Consegna A »
Trascrivi sotto forma di tabella Markdown la parte dei dati che si apre con la prima riga e si chiude con la riga contenente "<point>324,202</point>", entrambe incluse. Usa le colonne "Numero" e "Riga dei dati" e tralascia le righe vuote.

La classe è prima di tutto quello, tu invece aggiungi necessariamente anche l'attributo d'eleganza e posso essere d'accordo, infatti credo che Messi stesso sia elegante, forse non come Zidane, non come Ronaldinho, no ma elegante. D'altronde mi sai dire un giocatore di classe che non sia anche elegante?


----------



## Superdinho80 (7 Dicembre 2014)

Renegade ha scritto:


> Tu estremizzi il pensiero banalizzandolo quasi. Secondo me invece si va oltre. Per fare ciò che si vuole con il pallone potrebbe anche bastare la tecnica. Secondo me la classe è* il modo in cui si fa ciò che si vuole col pallone*. Messi ti dico che la classe ce l'ha. Ma non è al livello della classe dei nomi citati. Il modo in cui toccavano loro il pallone era di un'eleganza unica. L'argentino ha una classe un po' meno romantica e più decisiva.

Dati forniti »

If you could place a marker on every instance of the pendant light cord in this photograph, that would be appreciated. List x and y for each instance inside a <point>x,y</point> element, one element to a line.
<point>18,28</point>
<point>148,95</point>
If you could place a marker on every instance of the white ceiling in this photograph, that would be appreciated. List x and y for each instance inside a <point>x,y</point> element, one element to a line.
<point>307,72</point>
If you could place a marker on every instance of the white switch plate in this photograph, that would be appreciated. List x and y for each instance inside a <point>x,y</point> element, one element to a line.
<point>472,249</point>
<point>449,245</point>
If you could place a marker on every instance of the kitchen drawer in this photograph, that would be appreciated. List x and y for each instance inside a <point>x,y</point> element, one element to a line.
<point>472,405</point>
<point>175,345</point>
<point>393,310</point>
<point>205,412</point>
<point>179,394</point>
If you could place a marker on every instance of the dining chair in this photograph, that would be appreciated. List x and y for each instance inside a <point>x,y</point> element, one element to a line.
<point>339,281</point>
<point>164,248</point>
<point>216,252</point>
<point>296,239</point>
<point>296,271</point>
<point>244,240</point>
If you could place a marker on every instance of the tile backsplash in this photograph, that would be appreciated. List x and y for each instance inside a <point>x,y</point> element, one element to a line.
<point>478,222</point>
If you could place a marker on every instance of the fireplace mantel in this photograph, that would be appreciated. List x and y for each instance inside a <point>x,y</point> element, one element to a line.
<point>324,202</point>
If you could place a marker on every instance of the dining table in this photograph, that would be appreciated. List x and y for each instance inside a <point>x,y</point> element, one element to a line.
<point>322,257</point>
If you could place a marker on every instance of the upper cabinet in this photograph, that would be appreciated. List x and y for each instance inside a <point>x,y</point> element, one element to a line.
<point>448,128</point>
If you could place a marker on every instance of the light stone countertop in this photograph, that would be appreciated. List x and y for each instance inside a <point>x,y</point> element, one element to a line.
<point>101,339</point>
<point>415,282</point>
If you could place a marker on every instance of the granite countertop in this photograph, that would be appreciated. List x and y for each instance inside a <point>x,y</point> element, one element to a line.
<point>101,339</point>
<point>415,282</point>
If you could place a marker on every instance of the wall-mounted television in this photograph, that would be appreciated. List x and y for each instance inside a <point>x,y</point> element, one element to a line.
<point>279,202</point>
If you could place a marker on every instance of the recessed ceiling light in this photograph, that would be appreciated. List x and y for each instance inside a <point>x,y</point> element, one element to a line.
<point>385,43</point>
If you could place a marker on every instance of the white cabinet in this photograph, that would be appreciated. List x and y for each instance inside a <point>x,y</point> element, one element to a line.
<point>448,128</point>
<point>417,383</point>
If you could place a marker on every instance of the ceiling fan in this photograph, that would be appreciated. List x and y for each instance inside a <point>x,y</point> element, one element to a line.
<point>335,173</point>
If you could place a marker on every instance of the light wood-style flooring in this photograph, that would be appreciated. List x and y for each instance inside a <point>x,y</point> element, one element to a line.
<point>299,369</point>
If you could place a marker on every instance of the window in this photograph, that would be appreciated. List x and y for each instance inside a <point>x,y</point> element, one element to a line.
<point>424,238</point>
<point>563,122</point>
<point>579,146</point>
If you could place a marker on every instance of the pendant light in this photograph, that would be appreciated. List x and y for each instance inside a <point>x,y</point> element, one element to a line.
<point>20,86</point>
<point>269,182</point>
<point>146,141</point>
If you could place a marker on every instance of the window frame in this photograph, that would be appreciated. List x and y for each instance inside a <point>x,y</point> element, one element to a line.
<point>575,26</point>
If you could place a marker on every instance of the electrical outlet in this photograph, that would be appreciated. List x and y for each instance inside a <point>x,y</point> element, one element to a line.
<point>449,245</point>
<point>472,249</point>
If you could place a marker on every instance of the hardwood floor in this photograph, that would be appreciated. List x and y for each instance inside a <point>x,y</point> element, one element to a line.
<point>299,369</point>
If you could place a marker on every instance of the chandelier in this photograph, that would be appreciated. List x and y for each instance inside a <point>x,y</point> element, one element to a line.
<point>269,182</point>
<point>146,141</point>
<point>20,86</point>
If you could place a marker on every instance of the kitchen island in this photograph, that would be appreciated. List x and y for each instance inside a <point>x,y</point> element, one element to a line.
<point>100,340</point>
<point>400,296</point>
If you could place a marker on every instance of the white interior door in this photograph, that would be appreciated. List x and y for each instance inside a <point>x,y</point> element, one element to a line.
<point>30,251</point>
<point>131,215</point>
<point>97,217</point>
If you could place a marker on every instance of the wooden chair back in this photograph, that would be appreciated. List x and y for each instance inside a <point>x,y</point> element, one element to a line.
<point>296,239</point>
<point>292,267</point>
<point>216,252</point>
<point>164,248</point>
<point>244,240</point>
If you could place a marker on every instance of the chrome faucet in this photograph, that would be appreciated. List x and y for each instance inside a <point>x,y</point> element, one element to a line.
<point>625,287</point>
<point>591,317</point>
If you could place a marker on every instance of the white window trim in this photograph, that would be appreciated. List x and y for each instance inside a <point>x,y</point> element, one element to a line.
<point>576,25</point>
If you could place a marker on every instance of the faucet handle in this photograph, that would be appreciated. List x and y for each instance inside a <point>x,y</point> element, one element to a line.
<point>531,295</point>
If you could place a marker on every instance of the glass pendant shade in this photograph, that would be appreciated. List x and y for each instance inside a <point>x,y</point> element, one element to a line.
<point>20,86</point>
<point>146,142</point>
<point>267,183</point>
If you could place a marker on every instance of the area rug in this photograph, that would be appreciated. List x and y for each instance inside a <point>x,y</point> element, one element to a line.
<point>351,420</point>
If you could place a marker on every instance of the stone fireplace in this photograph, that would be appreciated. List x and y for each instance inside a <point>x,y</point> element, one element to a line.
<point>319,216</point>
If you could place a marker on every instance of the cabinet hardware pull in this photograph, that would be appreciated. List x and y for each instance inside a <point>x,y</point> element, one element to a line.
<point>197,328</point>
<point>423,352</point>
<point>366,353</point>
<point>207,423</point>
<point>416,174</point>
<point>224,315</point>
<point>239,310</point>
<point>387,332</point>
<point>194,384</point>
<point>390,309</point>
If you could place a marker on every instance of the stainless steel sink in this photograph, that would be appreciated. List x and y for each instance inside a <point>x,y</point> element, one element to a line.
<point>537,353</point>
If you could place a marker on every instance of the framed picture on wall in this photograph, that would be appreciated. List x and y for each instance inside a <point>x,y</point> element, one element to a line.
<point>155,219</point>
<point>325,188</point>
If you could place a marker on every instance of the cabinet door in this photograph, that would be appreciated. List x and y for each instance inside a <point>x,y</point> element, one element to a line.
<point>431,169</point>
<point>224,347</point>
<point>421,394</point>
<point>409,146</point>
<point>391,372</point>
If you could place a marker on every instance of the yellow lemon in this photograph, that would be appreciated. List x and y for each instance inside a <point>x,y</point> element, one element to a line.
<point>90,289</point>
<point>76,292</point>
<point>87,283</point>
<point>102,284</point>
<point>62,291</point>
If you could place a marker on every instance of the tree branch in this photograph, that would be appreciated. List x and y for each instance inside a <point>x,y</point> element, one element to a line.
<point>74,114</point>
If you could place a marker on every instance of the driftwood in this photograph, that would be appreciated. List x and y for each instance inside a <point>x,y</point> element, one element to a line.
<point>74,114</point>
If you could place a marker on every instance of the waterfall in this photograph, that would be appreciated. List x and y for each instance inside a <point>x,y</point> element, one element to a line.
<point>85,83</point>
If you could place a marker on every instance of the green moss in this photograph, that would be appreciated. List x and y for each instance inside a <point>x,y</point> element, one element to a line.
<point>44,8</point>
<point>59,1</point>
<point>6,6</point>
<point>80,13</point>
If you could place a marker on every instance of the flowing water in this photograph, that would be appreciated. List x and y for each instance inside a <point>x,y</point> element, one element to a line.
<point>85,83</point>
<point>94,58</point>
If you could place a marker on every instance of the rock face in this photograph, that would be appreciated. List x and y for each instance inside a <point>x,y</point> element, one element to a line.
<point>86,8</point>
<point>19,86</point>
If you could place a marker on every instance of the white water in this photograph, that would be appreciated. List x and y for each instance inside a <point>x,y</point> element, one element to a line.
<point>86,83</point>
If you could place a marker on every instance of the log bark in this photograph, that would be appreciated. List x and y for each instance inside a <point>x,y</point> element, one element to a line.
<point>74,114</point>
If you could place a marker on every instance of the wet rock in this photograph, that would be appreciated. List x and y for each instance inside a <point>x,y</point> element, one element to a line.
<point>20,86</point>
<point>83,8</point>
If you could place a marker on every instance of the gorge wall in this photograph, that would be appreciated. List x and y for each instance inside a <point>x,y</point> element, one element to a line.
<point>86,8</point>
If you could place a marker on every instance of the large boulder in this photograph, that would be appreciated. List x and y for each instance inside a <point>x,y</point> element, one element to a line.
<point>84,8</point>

Consegna B »
Indica tutti i calciatori citati per nome nel brano sulla classe nel calcio.

Risultato corretto A »
| Numero | Riga dei dati |
|---|---|
| 1 | If you could place a marker on every instance of the pendant light cord in this photograph, that would be appreciated. List x and y for each instance inside a <point>x,y</point> element, one element to a line. |
| 2 | <point>18,28</point> |
| 3 | <point>148,95</point> |
| 4 | If you could place a marker on every instance of the white ceiling in this photograph, that would be appreciated. List x and y for each instance inside a <point>x,y</point> element, one element to a line. |
| 5 | <point>307,72</point> |
| 6 | If you could place a marker on every instance of the white switch plate in this photograph, that would be appreciated. List x and y for each instance inside a <point>x,y</point> element, one element to a line. |
| 7 | <point>472,249</point> |
| 8 | <point>449,245</point> |
| 9 | If you could place a marker on every instance of the kitchen drawer in this photograph, that would be appreciated. List x and y for each instance inside a <point>x,y</point> element, one element to a line. |
| 10 | <point>472,405</point> |
| 11 | <point>175,345</point> |
| 12 | <point>393,310</point> |
| 13 | <point>205,412</point> |
| 14 | <point>179,394</point> |
| 15 | If you could place a marker on every instance of the dining chair in this photograph, that would be appreciated. List x and y for each instance inside a <point>x,y</point> element, one element to a line. |
| 16 | <point>339,281</point> |
| 17 | <point>164,248</point> |
| 18 | <point>216,252</point> |
| 19 | <point>296,239</point> |
| 20 | <point>296,271</point> |
| 21 | <point>244,240</point> |
| 22 | If you could place a marker on every instance of the tile backsplash in this photograph, that would be appreciated. List x and y for each instance inside a <point>x,y</point> element, one element to a line. |
| 23 | <point>478,222</point> |
| 24 | If you could place a marker on every instance of the fireplace mantel in this photograph, that would be appreciated. List x and y for each instance inside a <point>x,y</point> element, one element to a line. |
| 25 | <point>324,202</point> |

Risultato corretto B »
Messi, Zidane, Ronaldinho